:: Materials provided
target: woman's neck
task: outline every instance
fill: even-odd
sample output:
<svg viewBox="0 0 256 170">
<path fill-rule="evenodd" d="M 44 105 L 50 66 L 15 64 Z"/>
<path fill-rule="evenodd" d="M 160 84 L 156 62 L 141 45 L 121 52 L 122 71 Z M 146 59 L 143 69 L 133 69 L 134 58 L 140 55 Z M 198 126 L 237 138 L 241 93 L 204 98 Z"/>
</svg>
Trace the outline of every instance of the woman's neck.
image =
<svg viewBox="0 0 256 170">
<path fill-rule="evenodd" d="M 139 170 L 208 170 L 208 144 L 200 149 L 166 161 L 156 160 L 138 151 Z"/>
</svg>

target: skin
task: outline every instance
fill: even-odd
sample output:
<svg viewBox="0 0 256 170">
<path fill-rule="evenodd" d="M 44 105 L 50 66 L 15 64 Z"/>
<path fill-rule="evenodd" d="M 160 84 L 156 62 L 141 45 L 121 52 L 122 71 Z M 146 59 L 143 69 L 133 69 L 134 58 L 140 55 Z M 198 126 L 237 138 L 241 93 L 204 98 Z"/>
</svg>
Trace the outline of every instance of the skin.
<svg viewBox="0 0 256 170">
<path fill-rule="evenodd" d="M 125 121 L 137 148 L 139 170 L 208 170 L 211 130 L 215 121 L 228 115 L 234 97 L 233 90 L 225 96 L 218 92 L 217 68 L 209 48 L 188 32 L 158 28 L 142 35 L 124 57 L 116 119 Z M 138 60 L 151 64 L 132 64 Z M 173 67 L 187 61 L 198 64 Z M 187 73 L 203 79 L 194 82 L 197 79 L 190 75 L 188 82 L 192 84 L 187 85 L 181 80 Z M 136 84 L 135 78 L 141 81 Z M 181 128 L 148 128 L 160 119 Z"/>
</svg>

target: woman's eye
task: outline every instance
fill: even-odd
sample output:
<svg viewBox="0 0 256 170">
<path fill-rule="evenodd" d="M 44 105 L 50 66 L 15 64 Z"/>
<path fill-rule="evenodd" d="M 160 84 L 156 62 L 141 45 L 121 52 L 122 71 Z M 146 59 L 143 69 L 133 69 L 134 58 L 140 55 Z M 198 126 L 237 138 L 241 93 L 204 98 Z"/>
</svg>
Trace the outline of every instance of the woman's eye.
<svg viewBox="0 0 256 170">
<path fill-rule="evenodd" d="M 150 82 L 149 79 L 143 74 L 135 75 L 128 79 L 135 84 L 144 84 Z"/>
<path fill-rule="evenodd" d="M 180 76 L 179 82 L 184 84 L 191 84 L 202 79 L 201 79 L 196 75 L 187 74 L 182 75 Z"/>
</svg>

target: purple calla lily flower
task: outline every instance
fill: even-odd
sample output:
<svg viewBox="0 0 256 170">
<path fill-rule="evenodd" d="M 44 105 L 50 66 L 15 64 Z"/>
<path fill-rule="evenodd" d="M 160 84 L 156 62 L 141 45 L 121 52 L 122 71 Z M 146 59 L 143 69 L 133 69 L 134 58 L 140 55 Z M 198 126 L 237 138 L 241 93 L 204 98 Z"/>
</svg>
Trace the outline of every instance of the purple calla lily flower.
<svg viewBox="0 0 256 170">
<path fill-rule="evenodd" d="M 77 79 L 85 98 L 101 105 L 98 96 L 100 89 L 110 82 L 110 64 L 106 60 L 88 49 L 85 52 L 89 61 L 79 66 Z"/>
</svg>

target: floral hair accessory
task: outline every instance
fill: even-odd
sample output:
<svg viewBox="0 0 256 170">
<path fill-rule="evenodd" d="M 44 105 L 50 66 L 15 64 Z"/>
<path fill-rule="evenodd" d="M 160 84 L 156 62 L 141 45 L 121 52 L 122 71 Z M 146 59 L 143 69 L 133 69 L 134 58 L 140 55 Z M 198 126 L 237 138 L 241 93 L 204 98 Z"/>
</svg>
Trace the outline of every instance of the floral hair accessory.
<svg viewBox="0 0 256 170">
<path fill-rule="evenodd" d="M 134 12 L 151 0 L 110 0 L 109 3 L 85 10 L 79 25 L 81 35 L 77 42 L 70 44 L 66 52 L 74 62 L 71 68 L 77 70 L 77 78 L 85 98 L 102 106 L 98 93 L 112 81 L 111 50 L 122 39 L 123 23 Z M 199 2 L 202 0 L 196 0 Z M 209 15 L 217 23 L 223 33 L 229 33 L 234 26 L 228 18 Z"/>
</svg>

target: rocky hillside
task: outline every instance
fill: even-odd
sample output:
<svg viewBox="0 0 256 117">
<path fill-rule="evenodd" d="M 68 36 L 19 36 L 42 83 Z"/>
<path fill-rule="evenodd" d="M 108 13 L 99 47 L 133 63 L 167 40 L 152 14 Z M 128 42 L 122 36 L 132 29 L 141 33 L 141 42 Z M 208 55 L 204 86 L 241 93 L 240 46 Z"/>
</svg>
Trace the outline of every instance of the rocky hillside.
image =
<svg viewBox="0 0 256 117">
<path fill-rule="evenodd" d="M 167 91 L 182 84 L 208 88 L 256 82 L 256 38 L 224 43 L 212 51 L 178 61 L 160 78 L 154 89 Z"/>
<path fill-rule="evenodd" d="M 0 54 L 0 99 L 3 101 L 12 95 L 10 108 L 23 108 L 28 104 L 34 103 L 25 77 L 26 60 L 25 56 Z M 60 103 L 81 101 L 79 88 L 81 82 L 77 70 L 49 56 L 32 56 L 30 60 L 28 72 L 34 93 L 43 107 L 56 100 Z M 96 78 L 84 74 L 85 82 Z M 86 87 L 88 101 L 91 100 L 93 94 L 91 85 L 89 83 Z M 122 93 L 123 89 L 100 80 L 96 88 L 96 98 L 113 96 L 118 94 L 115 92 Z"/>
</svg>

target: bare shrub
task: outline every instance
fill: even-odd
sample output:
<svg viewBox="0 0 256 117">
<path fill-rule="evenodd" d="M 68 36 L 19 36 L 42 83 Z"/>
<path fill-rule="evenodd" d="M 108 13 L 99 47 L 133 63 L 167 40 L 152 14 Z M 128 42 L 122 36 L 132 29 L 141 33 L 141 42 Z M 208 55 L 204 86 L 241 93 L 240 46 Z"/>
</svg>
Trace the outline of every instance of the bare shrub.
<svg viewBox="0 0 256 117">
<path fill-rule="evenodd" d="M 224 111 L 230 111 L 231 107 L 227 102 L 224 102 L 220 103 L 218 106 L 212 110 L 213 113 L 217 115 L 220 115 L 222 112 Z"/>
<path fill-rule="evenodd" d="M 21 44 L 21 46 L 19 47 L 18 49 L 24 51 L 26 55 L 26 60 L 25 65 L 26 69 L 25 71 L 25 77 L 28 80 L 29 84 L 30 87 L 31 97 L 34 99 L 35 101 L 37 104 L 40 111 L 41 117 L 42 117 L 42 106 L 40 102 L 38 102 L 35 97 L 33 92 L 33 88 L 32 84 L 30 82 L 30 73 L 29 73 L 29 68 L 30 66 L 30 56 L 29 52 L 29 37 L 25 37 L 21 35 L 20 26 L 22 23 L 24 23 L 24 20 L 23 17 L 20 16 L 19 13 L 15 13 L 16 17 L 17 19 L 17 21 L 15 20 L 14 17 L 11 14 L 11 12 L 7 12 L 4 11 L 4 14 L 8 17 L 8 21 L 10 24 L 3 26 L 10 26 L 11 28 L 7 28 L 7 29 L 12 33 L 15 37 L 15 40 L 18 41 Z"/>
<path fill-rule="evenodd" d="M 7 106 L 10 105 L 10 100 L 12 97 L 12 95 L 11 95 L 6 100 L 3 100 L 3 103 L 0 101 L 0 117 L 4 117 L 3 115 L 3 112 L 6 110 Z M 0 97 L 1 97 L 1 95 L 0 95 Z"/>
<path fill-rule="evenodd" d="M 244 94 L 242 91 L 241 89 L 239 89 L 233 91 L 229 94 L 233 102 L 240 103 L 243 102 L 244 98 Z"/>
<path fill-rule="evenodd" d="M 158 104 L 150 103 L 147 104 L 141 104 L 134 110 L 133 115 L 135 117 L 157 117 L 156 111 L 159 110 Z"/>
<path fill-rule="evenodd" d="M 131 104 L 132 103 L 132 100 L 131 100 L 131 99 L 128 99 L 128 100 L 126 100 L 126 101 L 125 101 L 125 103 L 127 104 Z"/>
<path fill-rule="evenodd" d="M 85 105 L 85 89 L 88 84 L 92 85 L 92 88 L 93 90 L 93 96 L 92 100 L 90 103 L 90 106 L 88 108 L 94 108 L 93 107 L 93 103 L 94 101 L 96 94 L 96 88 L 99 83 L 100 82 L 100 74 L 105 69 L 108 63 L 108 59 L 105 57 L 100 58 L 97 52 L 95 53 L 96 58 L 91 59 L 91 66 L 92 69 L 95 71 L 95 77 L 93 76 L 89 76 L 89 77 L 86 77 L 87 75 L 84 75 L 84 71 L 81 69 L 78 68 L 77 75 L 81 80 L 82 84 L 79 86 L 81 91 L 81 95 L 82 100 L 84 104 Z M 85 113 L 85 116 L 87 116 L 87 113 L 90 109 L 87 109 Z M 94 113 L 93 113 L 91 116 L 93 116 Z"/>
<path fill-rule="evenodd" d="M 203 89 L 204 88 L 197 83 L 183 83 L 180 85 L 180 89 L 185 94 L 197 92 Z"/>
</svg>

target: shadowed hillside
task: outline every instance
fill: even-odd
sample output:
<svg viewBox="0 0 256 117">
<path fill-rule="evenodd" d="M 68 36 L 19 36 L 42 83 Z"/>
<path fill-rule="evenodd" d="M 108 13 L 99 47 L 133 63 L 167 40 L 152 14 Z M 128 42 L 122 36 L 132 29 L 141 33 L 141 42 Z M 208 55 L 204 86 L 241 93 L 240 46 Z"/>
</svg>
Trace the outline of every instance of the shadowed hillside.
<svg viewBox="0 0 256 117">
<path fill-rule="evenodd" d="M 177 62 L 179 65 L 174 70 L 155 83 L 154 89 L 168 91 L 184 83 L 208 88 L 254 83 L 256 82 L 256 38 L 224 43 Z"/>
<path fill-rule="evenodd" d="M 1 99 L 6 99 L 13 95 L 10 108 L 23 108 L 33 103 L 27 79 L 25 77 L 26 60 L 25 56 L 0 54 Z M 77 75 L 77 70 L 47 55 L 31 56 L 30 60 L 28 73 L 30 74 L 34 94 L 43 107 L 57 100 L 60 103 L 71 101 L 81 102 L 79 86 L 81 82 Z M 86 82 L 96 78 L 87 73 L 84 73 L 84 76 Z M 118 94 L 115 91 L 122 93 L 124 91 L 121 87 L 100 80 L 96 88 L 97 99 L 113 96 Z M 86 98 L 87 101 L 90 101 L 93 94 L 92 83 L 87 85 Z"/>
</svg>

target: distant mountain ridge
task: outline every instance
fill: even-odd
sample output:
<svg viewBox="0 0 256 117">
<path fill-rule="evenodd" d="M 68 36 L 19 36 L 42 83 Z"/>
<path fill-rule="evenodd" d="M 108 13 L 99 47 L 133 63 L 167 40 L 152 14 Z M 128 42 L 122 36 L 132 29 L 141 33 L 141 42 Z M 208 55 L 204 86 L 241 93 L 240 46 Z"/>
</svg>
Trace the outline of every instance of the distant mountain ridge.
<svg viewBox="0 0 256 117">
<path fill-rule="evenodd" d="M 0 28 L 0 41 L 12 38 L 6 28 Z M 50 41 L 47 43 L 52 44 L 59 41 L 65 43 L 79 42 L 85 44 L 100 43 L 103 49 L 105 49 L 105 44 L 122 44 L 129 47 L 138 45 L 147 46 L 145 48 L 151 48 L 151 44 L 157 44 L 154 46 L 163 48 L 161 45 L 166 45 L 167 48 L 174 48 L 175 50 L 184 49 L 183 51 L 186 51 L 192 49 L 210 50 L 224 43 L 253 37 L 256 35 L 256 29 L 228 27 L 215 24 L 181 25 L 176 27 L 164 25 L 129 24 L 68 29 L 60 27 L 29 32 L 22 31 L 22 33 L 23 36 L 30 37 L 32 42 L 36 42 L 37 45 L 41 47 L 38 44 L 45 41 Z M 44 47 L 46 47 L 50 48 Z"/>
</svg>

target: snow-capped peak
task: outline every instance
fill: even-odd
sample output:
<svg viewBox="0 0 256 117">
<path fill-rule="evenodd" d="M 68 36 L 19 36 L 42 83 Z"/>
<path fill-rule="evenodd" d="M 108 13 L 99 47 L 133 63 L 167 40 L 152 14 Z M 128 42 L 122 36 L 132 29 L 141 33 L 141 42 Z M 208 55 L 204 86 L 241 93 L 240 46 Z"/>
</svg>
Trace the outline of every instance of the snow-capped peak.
::::
* Brief
Repeat the listing word for word, starting with the line that contains "target: snow-capped peak", including that line, and going on through the last line of the listing.

* Output for this task
target: snow-capped peak
task: outline every instance
fill: even-odd
sample output:
<svg viewBox="0 0 256 117">
<path fill-rule="evenodd" d="M 68 36 L 19 36 L 42 83 Z"/>
<path fill-rule="evenodd" d="M 108 13 L 99 47 L 133 63 L 167 40 L 152 14 Z M 128 42 L 122 36 L 132 29 L 141 33 L 141 42 Z M 208 55 L 204 86 L 241 93 L 240 46 Z"/>
</svg>
Trace the outline of every instance of the snow-capped peak.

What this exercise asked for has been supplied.